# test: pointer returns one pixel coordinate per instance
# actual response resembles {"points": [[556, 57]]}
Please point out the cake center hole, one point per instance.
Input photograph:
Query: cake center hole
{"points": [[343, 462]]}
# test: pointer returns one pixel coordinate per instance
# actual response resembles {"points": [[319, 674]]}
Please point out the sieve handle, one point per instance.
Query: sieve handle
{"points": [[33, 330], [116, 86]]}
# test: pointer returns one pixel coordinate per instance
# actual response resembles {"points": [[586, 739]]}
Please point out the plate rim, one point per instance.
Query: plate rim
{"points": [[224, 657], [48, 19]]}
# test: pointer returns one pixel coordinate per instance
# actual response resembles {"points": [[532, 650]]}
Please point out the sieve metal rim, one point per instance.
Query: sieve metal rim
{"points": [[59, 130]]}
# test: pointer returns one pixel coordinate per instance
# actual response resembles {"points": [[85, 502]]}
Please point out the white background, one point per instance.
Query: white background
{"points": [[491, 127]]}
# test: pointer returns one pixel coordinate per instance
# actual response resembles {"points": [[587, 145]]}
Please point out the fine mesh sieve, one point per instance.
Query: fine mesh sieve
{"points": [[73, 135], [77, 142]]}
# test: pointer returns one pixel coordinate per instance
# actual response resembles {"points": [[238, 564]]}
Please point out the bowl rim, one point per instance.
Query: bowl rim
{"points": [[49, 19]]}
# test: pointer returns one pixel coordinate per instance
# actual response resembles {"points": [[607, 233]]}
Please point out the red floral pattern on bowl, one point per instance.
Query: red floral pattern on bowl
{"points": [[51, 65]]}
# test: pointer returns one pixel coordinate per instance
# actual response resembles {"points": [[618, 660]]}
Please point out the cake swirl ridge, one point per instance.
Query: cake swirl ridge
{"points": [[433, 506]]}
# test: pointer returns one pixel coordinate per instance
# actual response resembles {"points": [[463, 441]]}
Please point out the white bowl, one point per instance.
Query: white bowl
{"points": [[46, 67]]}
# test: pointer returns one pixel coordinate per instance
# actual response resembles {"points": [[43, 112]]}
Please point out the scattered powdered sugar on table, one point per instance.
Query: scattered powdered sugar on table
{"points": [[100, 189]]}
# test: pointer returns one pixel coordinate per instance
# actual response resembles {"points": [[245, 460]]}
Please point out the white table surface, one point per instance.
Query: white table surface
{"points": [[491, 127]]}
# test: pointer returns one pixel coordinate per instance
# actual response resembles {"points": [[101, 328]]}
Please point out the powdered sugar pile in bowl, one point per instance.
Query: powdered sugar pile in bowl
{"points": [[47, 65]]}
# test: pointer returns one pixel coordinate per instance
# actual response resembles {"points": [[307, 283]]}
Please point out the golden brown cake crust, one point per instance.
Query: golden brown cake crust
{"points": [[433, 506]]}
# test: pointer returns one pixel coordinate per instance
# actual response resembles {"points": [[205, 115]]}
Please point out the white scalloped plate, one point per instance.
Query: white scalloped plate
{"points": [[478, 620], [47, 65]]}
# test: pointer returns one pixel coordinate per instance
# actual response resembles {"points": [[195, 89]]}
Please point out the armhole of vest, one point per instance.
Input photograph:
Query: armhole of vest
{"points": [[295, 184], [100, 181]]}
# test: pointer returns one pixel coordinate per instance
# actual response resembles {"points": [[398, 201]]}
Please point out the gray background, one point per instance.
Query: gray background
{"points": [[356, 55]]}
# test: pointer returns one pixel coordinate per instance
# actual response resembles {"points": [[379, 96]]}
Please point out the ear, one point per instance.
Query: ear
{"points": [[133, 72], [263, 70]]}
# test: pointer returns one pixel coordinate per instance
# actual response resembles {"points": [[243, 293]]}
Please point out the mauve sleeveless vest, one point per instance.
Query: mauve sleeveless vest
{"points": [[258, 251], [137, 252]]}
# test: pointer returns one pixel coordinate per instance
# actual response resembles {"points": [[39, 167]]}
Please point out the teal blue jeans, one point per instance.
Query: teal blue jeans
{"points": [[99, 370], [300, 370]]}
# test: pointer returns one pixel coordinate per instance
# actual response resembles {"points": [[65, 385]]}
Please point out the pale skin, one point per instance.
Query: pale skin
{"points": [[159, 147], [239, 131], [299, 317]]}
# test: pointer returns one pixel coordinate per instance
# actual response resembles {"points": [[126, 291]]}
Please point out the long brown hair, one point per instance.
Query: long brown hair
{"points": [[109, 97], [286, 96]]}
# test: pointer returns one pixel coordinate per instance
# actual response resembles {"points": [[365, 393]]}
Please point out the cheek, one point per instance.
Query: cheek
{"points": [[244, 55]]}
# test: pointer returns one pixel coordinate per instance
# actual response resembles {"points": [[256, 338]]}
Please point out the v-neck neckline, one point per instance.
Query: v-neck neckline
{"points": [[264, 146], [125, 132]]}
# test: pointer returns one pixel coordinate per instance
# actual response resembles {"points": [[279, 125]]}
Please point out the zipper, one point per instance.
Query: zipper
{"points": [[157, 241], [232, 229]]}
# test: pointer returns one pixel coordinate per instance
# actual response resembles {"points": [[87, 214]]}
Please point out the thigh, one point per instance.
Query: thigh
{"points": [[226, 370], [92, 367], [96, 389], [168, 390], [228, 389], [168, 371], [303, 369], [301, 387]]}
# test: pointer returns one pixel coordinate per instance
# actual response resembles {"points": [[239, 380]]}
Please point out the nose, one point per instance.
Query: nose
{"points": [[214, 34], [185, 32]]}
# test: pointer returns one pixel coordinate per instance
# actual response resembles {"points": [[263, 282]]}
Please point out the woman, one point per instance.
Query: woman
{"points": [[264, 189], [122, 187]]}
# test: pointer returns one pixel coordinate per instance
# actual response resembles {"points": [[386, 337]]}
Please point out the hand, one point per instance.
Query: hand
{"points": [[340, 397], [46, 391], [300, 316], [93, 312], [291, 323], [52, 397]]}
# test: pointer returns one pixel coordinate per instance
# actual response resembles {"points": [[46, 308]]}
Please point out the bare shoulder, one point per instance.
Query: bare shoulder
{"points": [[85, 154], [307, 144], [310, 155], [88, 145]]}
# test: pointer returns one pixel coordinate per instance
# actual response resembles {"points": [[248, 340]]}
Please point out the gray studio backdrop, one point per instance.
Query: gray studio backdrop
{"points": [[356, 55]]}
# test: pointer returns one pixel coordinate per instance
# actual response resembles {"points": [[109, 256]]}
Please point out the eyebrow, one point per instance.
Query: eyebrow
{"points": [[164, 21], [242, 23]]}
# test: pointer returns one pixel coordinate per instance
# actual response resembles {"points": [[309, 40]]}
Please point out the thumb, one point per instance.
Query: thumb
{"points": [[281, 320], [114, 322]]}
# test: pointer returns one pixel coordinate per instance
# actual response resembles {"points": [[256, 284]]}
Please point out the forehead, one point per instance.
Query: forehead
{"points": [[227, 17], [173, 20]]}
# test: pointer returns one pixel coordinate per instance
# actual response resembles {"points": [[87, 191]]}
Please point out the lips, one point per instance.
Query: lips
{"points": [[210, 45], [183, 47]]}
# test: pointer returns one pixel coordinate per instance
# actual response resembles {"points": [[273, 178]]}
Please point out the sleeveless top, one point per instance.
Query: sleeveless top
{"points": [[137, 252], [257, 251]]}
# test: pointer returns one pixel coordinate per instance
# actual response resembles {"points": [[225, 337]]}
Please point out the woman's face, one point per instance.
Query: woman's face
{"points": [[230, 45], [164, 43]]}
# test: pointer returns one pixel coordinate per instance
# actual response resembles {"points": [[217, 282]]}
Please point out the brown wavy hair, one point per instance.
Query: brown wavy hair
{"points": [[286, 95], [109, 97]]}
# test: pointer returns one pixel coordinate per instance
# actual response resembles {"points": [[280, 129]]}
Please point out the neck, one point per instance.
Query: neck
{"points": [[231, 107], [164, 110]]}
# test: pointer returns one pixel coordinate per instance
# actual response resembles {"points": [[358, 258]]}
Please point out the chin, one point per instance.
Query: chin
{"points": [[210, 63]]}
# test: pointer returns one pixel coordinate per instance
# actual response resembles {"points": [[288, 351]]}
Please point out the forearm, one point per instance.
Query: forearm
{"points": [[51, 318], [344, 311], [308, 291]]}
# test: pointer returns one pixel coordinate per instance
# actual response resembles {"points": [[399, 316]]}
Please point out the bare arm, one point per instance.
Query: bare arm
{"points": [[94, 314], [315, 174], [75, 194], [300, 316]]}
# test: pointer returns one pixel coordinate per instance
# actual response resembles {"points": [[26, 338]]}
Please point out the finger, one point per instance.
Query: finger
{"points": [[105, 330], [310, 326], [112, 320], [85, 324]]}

Aim of the exercise — Pick out each line of the material containing the string "zipper", matching case exactly.

Solution to this task —
Please point out the zipper, one point per instance.
Query: zipper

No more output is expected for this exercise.